Menurut teks tentang Suliyono di bawah, berapa jumlah pemilih dari kalangan disabilitas di Kabupaten Jombang berdasarkan DPT Pemilu 2019?

::: Teks Bacaan :::

Salin Artikel

Perjuangan Suliyono, dalam Keterbatasan Berusaha Tekan Golput di Kalangan Disabilitas

Sejak terpilih sebagai relawan demokrasi, dia memiliki kesibukan tambahan untuk menyampaikan informasi seputar Pemilu 2019. Sasarannya, kalangan disabilitas yang tersebar di wilayah Kabupaten Jombang.

Suliyono merupakan salah satu dari 55 relawan demokrasi yang direkrut Komisi Pemilihan Umum (KPU) Jombang pada Januari 2019. Bapak 2 anak ini menjadi relawan demokrasi pada segmen disabilitas, bersama 4 orang lainnya.

Tugas pria kelahiran Jombang ini tidaklah ringan. Selain sebagai kepanjangan tangan KPU dalam menyosialisasikan tahapan pemilu pada kelompok disabilitas, dirinya juga diharapkan bisa meningkatkan partisipasi pemilih pada Pemilu 2019 di komunitasnya.

Berdasarkan Daftar Pemilih Tetap (DPT) Pemilu 2019, jumlah pemilih dari kalangan disabilitas di Kabupaten Jombang tercatat sebanyak 2.509 pemilih. Mereka tersebar hampir merata di seluruh Kecamatan.

Menurut Suliyono, sebaran pemilih dari kalangan disabilitas yang cukup merata di beberapa wilayah menjadi tantangan tersendiri. Dia pun menjawab tantangan itu dengan cara melakukan gerilya dari desa ke desa, hingga ke rumah masing-masing.

"Tugas utama meningkatkan partisipasi pemilih di kalangan disabilitas. Secara kuantitas, target kita semaksimal mungkin," katanya kepada Kompas.com, Sabtu (6/4/019).

::: Data Tercatat :::

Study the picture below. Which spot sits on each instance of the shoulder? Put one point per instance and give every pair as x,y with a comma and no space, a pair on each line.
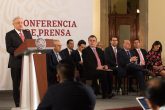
86,49
50,52
108,48
10,32
26,31
64,50
143,50
121,51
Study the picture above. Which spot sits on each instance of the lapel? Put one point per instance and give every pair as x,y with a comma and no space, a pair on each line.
17,36
53,57
92,53
111,50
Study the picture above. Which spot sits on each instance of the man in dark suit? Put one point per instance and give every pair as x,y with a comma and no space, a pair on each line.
53,58
68,94
111,59
68,51
127,63
139,53
94,65
77,58
14,39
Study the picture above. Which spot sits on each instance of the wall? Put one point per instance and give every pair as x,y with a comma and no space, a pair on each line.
143,23
96,18
121,6
156,23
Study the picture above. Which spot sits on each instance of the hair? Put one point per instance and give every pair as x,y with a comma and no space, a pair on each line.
66,68
114,37
157,43
156,94
81,42
92,36
18,17
137,39
56,40
70,40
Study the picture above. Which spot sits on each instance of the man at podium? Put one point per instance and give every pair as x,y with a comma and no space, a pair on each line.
14,39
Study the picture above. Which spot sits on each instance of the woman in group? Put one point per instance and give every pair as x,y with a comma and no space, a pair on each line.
154,61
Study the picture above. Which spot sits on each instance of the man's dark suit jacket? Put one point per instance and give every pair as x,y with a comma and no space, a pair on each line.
76,58
65,52
13,41
110,57
52,62
124,62
69,95
90,61
135,53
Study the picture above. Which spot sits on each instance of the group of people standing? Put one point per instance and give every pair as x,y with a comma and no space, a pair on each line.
92,63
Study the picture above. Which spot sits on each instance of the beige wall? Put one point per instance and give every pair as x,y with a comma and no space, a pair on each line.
156,23
96,19
143,23
121,6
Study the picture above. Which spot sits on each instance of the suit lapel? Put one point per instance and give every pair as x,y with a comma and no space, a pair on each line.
17,36
113,54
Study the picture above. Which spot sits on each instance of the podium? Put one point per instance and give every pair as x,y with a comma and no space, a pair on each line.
34,74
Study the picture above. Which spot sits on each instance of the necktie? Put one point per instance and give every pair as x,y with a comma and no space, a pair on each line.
142,62
70,51
97,57
58,57
22,36
115,52
128,54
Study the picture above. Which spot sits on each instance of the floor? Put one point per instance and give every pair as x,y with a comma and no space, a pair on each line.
119,101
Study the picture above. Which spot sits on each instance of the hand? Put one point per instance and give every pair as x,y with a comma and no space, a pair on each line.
133,59
81,62
76,74
105,67
100,67
155,67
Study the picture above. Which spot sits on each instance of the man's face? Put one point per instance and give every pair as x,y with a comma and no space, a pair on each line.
137,44
156,47
18,24
127,44
92,42
70,45
81,47
57,46
114,41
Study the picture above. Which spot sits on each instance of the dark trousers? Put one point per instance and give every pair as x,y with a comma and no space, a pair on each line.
16,79
105,79
140,77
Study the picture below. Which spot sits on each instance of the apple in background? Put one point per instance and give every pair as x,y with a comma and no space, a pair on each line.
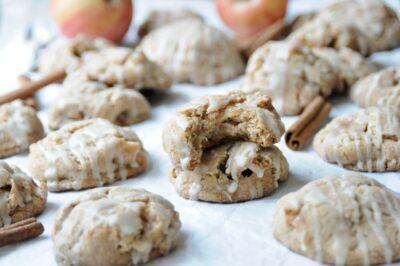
249,17
109,19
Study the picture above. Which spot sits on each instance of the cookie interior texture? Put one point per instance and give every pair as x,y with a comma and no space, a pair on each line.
115,226
213,119
19,127
232,172
341,220
20,196
366,140
87,154
366,26
293,74
83,98
199,54
378,89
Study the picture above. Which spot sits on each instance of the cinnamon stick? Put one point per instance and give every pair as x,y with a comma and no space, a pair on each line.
22,230
249,44
310,120
30,88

:::

**Kunci Jawaban**: 2.509 pemilih.